| Exercise task 1 |
Find each row that contains the word "white" and copy those rows. Case counts.

| Excerpt |
Thanks Speedo! Yeah it was always my favorite year of car. I sold my first one and I guess my wife got tired of me bitchin so she said I needed to buy another. So 17 years ago I bought the one I own today. Found a new distributor on Ebay for $135 shipped for the 2.4. Thanks for the help!!!


----------



## tsnow678 (Feb 22, 2011)

The Ebay distributor was a turd! I ended up getting another one from a local auto parts store and it fired right up. I noticed with the old distributor that the #1 spark was not triggering the timing light everytime. It was running fine no misses but for some unknown reason was not consistent with the timing light. Once I installed the new distributor it fired the timing light every time without a beat. Truck is running good at this point. We will see what it is like in a few days. Appreciate the help and maybe I can return the favor one day.


----------



## smj999smj (Jan 1, 2006)

You should have got a genuine Nissan reman. distributor (#22100-1S704RE). 90-97 HB KA24E distributors were prone to water and debris entering the distributor. In 2000, Nissan came out with a revised distributor and cap with better venting and an improved drain. The revised cap (#22162-3S505) does work on both the new and old style distributors, FYI.


----------



## tsnow678 (Feb 22, 2011)

smj999smj said:


> You should have got a genuine Nissan reman. distributor (#22100-1S704RE). 90-97 HB KA24E distributors were prone to water and debris entering the distributor. In 2000, Nissan came out with a revised distributor and cap with better venting and an improved drain. The revised cap (#22162-3S505) does work on both the new and old style distributors, FYI.


I know I am like a year and month late to respond and for that I am sorry. After I got the truck running I was so busy with the Camaro and didnt realize you responded with some information. Thanks even though its belated!!! I will keep that information for future use. The truck is still running strong without a glitch!!!


----------

| Records supplied |
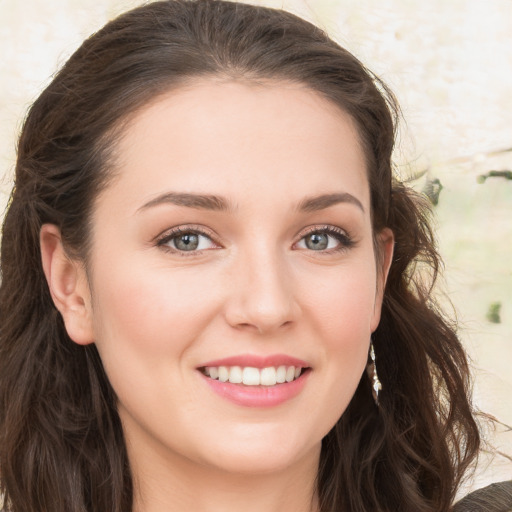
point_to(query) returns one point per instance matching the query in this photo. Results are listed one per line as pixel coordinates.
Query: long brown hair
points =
(61, 441)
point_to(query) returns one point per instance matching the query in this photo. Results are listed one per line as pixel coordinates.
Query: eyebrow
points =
(197, 201)
(315, 203)
(218, 203)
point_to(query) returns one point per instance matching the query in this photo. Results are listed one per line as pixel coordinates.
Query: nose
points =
(262, 297)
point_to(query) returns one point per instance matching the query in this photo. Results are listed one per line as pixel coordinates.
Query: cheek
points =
(151, 313)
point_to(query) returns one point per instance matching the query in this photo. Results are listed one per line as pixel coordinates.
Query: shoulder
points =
(493, 498)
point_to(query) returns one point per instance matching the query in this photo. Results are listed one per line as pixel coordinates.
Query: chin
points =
(262, 454)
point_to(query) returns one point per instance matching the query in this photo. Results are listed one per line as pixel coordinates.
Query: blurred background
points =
(449, 62)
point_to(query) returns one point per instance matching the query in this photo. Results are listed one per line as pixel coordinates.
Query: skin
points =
(255, 287)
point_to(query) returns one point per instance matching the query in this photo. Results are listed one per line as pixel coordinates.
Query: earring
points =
(371, 369)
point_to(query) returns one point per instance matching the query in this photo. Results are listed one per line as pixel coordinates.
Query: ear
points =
(386, 244)
(68, 285)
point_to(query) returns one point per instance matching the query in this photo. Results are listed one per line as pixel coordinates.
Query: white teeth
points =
(235, 375)
(223, 373)
(268, 377)
(281, 374)
(250, 376)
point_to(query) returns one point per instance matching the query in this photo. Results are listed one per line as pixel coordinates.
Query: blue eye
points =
(325, 239)
(181, 240)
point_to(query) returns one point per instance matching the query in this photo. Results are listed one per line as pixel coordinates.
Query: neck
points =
(182, 485)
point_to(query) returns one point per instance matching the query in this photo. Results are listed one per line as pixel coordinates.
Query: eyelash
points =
(345, 240)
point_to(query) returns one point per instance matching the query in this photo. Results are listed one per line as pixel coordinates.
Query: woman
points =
(211, 297)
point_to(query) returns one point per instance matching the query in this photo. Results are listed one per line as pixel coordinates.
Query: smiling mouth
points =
(250, 376)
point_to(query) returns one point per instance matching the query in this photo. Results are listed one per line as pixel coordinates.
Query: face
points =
(235, 243)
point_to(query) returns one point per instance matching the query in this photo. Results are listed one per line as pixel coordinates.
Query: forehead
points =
(215, 136)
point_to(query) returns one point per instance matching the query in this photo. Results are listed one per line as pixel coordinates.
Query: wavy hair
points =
(61, 440)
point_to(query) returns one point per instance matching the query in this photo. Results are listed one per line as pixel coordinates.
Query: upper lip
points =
(257, 361)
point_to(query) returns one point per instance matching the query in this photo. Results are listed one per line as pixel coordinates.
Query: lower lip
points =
(258, 396)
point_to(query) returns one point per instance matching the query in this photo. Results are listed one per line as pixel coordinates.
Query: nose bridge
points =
(263, 295)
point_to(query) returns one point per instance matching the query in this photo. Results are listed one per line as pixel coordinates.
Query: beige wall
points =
(450, 64)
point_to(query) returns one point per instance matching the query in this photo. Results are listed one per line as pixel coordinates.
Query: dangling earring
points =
(371, 369)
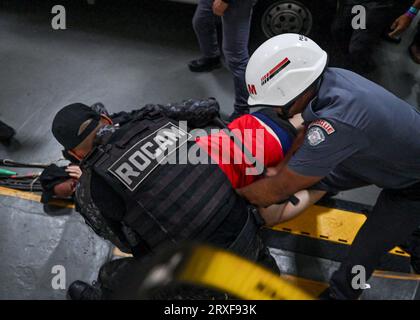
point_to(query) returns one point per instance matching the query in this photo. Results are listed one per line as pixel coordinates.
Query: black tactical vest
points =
(164, 202)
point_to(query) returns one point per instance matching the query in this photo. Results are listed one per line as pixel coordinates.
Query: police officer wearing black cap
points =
(157, 203)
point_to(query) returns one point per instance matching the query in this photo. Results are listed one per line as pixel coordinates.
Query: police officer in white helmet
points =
(357, 134)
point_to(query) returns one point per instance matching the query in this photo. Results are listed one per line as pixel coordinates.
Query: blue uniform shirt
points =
(359, 134)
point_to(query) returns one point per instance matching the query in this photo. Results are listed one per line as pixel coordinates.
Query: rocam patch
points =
(135, 165)
(315, 136)
(329, 129)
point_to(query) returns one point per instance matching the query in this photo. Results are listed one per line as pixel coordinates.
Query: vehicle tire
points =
(274, 17)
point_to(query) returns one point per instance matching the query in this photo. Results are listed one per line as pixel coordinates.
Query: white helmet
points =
(282, 68)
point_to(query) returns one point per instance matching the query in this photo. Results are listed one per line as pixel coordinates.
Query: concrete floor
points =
(124, 55)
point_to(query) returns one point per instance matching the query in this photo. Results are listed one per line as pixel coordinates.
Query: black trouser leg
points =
(6, 132)
(417, 36)
(394, 218)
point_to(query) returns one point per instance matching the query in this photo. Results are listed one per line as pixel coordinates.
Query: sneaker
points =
(414, 51)
(204, 64)
(80, 290)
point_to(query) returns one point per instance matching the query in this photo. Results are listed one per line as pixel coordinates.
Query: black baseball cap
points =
(67, 122)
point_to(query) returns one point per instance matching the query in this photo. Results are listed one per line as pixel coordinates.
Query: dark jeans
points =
(395, 217)
(236, 28)
(360, 43)
(417, 36)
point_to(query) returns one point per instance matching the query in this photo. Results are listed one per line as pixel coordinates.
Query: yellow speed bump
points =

| Exercise task 2 |
Rewrite everything in the distributor thread from "Thanks Speedo! Yeah" down to "favor one day.", changing "timing light" to "strobe light".

| Task answer 1 |
Query: white teeth
Query: police officer in white helmet
Query: white helmet

| Task answer 2 |
Thanks Speedo! Yeah it was always my favorite year of car. I sold my first one and I guess my wife got tired of me bitchin so she said I needed to buy another. So 17 years ago I bought the one I own today. Found a new distributor on Ebay for $135 shipped for the 2.4. Thanks for the help!!!


----------



## tsnow678 (Feb 22, 2011)

The Ebay distributor was a turd! I ended up getting another one from a local auto parts store and it fired right up. I noticed with the old distributor that the #1 spark was not triggering the strobe light everytime. It was running fine no misses but for some unknown reason was not consistent with the strobe light. Once I installed the new distributor it fired the strobe light every time without a beat. Truck is running good at this point. We will see what it is like in a few days. Appreciate the help and maybe I can return the favor one day.